Task -
Reproduce the lines below word for word, and leave the pictures out of your copy.

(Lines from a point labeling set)
** Start **
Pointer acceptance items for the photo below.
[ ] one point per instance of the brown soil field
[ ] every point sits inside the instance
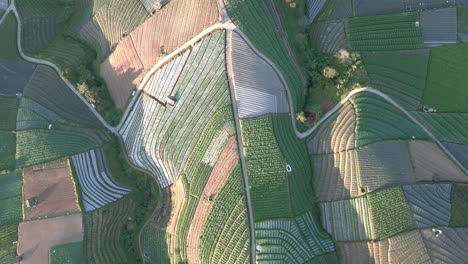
(223, 167)
(175, 24)
(432, 164)
(37, 236)
(54, 190)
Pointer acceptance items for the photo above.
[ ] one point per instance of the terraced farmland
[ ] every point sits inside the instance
** End **
Right answer -
Pointer acceptance items for the photo below.
[ ] one point per instance of the brown soil field
[ ] every point sits inside the instance
(223, 167)
(175, 24)
(432, 164)
(37, 236)
(54, 190)
Pointer acceptance items for the photo above.
[ ] one point per instance of the terraced farmland
[ ] every point sits inside the instance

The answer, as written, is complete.